WHAT IS BEING ASKED:
Before anything else, copy every record below exactly as it stands.

# # # # #

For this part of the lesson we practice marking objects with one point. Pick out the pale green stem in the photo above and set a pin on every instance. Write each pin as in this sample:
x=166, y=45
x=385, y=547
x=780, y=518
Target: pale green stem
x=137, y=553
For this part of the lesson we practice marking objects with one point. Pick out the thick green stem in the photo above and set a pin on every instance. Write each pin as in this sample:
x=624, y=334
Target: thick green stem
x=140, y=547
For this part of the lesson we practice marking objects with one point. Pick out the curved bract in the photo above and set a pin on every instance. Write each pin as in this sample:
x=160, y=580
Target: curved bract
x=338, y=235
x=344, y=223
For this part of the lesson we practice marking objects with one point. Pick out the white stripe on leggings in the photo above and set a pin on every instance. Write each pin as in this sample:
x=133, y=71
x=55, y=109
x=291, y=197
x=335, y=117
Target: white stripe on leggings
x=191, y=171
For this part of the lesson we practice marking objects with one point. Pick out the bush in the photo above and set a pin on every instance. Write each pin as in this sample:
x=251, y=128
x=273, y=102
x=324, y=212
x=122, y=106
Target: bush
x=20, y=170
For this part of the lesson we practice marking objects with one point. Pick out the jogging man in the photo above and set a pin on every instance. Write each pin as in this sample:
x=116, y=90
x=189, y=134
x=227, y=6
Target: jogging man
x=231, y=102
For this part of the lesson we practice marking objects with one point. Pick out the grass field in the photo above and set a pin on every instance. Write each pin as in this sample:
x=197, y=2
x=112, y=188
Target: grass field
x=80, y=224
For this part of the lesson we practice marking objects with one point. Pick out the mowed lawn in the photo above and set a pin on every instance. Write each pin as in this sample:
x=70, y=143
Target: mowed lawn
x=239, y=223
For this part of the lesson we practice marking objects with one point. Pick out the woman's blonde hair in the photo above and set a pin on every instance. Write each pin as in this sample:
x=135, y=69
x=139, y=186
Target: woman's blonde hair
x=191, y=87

# # # # #

TASK SOLUTION:
For this part of the lesson we practice marking objects with one point. Pick out the pale green stem in the photo above and set a pin on every instance. Write each pin as in this sample:
x=166, y=45
x=385, y=547
x=780, y=518
Target: pale green stem
x=137, y=553
For this part of the lesson we practice marking objects with one point. Pick out the thick green stem in the photo above and set a pin on every instance. Write each pin as in this sample:
x=624, y=334
Target: thick green stem
x=140, y=547
For this part of the lesson we practice marking objects with one point. Pick out the curved bract in the photo above and set a pin on every instance. Write each pin as in this sample:
x=160, y=580
Target: curved bract
x=338, y=235
x=344, y=223
For this part of the lesson we practice marking objects with one point. Pick out the white stripe on leggings in the photo above and set a pin on every instance. Write each pin as in this sample:
x=133, y=71
x=55, y=109
x=291, y=197
x=335, y=117
Target: white stripe on leggings
x=191, y=171
For this part of the lesson we practice marking objects with one point. Pick out the bush in the photo above and set a pin on every instance. Write each pin as in this sample:
x=251, y=128
x=273, y=102
x=324, y=212
x=122, y=106
Target: bush
x=20, y=170
For this part of the lesson we practice marking objects with one point. Pick out the jogging man in the photo above and set a pin on every instance. Write each pin as in this sample:
x=116, y=90
x=189, y=134
x=227, y=6
Target: jogging man
x=231, y=102
For this part of the lesson we practice marking objects with one point. Pick out the grass field in the photo above and set a pin on every instance. Write each pin as in this sample:
x=197, y=2
x=112, y=188
Target: grass field
x=80, y=224
For this part of the lesson we practice marking objects with one point. Pick out the mowed lawn in the photo above and set a pin on every instance. Write each pin as in this sample:
x=70, y=143
Target: mowed lawn
x=239, y=223
For this part of the lesson we practice marking objects with one point. Pick out the woman's blonde hair in the photo above and set a pin on every instance. Write each pin as in this sample:
x=135, y=69
x=139, y=186
Target: woman's blonde hair
x=191, y=87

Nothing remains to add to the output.